---------- Given data ----------

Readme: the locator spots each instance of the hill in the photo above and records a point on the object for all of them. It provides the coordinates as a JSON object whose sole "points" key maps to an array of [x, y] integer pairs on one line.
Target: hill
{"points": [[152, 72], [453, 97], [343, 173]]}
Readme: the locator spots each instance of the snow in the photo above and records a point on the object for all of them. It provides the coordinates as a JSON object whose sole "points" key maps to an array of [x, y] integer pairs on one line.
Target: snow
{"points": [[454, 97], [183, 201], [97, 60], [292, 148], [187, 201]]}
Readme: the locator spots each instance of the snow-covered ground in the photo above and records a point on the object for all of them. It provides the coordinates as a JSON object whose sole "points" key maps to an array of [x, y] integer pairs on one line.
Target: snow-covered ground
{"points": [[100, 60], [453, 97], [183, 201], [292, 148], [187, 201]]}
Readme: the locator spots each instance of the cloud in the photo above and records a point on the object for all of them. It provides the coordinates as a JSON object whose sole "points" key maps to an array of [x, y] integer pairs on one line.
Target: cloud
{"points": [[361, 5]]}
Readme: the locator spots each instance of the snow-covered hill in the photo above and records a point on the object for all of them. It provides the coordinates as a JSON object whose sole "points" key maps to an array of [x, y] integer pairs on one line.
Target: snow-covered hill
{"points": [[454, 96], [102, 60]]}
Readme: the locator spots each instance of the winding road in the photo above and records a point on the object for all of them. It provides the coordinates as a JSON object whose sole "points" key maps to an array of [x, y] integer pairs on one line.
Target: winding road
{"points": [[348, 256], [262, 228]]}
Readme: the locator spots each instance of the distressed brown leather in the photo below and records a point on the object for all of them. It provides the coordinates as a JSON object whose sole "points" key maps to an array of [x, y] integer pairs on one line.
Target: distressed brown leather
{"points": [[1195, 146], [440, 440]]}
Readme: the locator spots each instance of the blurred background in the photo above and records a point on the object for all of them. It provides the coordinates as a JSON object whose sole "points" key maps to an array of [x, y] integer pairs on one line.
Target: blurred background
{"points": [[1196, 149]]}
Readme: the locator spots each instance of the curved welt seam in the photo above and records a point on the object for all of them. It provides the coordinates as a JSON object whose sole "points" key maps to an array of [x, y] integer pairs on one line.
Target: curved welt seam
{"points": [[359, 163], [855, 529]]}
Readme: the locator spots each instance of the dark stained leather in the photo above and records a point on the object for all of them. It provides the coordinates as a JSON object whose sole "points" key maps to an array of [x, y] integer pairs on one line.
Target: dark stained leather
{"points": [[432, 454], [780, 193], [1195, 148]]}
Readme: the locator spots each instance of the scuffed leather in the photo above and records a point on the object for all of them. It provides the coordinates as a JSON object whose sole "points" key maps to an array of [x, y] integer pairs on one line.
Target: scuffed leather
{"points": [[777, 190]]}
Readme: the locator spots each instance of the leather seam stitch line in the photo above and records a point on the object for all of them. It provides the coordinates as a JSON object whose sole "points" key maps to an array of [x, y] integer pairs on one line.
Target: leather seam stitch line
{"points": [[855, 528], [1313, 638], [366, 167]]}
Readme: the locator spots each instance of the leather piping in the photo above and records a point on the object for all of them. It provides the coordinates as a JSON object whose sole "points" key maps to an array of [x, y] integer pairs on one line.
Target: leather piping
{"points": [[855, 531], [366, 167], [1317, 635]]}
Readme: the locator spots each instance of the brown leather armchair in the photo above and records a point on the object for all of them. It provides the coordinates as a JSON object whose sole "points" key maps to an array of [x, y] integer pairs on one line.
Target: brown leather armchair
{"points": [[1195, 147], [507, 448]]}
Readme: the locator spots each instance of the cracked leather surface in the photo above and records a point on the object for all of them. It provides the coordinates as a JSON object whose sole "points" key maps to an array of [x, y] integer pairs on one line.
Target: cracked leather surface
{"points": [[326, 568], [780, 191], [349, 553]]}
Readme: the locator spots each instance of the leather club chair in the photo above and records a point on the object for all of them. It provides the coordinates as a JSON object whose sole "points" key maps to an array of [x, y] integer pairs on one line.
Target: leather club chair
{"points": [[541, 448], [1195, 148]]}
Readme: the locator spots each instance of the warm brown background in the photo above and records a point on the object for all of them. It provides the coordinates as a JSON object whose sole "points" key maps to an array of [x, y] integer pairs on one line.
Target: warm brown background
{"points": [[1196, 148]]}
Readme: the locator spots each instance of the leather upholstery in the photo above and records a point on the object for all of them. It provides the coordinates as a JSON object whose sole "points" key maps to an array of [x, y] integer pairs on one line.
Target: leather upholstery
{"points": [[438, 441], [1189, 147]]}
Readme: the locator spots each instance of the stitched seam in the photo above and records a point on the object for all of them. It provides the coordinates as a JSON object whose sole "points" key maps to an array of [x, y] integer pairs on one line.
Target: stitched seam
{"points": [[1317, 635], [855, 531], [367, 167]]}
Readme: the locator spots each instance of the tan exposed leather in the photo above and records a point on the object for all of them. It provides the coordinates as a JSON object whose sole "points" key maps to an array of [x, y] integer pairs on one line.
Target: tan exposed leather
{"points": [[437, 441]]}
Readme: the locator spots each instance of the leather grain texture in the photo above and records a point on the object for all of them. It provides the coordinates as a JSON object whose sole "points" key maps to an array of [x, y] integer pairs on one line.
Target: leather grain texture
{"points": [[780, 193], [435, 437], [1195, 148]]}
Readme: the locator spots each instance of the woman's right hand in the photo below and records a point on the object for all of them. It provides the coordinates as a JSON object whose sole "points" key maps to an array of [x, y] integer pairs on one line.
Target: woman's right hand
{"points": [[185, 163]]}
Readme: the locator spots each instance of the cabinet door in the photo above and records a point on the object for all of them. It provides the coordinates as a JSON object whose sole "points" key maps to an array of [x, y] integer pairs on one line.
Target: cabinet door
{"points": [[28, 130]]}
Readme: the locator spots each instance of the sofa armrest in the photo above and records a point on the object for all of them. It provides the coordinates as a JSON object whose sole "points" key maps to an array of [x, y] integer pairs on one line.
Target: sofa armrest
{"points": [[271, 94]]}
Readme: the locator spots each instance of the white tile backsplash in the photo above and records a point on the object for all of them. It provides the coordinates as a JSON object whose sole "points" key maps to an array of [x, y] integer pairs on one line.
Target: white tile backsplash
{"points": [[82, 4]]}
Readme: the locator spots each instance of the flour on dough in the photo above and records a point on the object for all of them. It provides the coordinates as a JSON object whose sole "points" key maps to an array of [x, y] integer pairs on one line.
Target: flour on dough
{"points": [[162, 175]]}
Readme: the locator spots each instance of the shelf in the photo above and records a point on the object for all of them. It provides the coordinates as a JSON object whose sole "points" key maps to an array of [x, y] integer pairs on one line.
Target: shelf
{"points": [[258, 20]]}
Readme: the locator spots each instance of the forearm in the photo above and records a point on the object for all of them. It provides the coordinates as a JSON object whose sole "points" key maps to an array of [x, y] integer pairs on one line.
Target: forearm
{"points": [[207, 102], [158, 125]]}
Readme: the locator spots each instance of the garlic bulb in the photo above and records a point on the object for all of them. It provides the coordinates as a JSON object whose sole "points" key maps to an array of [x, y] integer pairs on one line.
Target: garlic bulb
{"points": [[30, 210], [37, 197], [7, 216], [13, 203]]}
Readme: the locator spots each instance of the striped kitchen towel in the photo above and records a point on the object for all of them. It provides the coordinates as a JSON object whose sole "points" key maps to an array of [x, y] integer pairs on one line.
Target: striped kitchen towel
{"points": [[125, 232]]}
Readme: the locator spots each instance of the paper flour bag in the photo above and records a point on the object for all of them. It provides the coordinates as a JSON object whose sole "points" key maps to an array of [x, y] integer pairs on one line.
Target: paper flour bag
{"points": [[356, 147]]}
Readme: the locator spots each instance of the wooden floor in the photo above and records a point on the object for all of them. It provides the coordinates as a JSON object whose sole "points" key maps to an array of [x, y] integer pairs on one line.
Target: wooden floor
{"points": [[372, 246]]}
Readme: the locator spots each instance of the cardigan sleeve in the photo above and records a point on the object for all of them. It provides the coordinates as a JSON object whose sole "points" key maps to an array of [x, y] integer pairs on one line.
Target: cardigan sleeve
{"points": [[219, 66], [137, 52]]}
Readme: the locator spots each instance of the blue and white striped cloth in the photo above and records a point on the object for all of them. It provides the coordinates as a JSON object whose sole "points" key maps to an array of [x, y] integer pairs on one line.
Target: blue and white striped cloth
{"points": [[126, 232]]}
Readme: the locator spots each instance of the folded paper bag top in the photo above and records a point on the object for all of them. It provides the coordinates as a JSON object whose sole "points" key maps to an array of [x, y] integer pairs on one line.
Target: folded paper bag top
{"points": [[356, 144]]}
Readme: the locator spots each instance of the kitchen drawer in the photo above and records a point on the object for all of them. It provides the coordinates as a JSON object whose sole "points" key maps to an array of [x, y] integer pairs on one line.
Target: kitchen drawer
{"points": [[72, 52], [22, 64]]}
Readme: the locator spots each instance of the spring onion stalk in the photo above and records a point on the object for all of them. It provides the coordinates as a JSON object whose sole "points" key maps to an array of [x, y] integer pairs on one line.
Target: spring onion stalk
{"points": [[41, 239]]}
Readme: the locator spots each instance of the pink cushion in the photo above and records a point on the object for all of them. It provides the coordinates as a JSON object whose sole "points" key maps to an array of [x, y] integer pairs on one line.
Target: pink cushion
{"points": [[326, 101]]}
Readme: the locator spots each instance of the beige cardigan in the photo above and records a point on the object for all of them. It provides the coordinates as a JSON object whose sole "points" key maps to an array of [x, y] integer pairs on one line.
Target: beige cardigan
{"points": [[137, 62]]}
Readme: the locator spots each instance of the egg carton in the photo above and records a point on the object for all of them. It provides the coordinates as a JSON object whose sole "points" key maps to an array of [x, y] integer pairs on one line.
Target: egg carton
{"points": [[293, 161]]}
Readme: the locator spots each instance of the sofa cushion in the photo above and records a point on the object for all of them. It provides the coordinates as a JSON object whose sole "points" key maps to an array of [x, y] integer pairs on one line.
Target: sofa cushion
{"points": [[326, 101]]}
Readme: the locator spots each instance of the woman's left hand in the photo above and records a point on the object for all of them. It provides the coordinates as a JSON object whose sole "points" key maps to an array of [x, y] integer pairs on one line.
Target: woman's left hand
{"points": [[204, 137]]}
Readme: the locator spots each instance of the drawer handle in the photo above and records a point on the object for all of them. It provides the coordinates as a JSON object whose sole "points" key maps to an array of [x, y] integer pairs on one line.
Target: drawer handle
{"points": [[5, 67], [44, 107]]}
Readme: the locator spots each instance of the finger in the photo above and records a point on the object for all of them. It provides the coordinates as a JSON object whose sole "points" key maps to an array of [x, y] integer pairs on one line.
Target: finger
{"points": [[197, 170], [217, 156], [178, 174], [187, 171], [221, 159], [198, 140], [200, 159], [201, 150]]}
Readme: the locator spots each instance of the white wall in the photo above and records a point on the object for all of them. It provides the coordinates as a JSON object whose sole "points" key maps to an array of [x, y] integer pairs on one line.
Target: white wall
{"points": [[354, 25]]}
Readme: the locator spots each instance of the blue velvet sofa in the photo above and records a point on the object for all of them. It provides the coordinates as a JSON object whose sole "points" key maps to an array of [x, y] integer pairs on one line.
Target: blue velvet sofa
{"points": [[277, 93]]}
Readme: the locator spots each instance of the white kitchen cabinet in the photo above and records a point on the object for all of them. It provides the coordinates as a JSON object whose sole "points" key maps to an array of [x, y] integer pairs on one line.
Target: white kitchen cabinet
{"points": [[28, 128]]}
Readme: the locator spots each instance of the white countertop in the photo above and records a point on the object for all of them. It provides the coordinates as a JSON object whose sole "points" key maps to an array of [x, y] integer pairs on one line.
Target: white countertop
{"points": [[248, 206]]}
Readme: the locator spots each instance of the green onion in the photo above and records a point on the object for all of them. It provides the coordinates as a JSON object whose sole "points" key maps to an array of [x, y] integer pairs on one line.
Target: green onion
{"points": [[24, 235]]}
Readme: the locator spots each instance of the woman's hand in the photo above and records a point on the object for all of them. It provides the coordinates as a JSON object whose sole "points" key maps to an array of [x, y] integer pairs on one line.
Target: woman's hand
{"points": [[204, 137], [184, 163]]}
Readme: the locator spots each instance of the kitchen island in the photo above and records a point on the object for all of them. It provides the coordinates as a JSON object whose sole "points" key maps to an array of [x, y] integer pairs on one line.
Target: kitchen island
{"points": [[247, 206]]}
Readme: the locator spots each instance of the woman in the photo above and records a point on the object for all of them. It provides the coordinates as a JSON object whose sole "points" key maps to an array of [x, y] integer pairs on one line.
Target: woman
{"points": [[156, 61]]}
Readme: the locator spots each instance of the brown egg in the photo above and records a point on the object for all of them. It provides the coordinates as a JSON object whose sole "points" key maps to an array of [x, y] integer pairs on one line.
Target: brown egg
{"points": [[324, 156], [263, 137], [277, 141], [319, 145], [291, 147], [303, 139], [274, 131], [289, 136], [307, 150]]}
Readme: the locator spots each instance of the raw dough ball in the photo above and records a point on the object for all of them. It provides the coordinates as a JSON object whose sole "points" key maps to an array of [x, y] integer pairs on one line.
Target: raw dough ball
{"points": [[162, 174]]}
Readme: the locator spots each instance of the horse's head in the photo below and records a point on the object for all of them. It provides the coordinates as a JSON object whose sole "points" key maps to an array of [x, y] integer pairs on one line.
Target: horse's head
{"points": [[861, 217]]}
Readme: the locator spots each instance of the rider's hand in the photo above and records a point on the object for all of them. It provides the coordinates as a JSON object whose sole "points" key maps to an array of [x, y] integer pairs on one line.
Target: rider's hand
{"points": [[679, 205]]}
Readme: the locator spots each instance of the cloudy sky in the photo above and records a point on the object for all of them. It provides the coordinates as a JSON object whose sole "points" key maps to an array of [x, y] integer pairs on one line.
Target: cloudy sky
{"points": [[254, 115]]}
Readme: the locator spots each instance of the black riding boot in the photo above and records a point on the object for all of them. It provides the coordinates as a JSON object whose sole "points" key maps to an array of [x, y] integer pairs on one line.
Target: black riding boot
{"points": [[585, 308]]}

----------

Recast the listing lines between the line containing "Readme: the locator spots each instance of the woman's right" and the line containing "Target: woman's right hand", inclusive, as a Markdown table with the columns Row and Line, numbering each row and omitting blank lines.

| Row | Line |
|---|---|
| 1 | Readme: the locator spots each instance of the woman's right hand in the photo below and records a point on the object for all of them. It provides the coordinates as a JSON object whose sole "points" key maps to an array of [x, y] integer pairs on one line. |
| 2 | Target: woman's right hand |